▶ **EXERCISE BRIEF**:
Work out how many lines in the following entries contain the string "hull", and write only that number.

***** THE DATA

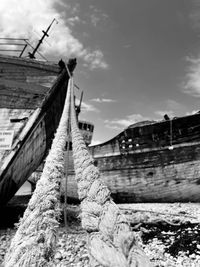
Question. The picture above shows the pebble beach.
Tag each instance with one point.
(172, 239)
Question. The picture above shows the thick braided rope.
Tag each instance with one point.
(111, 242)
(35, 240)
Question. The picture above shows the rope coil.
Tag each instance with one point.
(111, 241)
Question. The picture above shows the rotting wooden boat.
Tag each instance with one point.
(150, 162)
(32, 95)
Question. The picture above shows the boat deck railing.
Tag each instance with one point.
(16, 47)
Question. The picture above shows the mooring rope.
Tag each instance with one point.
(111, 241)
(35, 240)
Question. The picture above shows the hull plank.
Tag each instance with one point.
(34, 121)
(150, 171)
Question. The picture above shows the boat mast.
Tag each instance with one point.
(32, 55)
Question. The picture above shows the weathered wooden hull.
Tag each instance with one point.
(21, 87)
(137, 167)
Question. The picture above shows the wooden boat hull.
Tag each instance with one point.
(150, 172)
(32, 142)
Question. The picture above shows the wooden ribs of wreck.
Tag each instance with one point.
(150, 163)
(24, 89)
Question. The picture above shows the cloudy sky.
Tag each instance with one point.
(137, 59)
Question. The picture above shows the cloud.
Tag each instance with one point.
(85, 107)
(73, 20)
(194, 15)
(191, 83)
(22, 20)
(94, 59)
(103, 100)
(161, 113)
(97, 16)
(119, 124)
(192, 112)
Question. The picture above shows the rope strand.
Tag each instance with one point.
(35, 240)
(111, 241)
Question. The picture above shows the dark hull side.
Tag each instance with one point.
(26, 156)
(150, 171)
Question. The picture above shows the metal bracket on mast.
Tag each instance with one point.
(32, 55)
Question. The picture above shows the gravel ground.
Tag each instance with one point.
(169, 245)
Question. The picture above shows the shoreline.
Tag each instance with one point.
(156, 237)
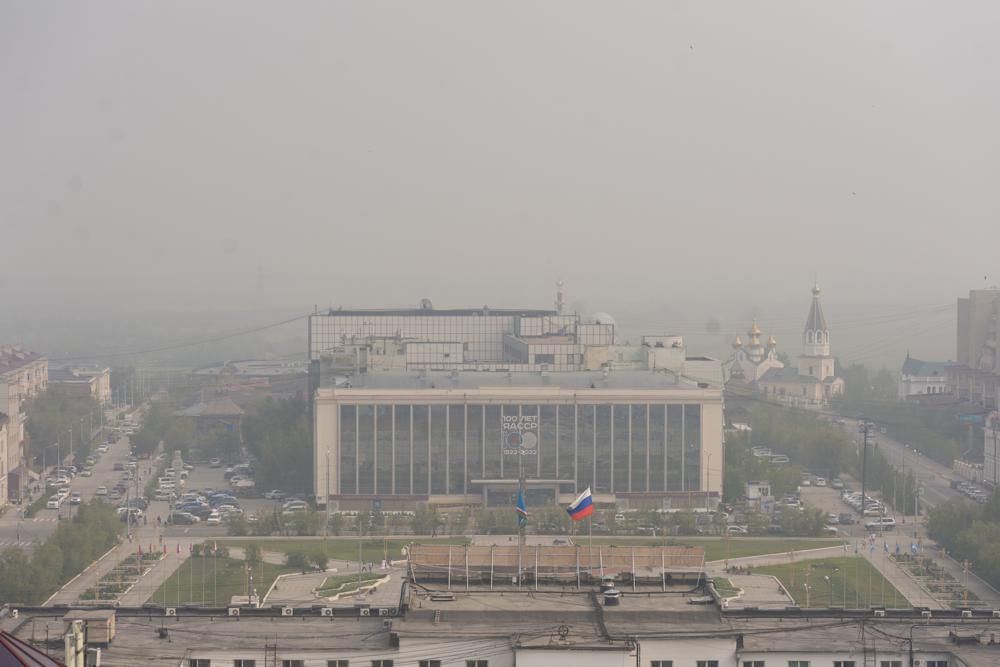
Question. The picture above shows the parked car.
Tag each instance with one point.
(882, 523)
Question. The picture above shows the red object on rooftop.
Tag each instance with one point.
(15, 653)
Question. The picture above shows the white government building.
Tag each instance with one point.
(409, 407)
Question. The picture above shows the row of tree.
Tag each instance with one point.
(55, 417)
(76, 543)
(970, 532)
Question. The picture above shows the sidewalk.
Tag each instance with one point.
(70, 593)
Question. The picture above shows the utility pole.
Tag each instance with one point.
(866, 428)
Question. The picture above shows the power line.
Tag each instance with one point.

**********

▶ **EXERCISE RESPONSE**:
4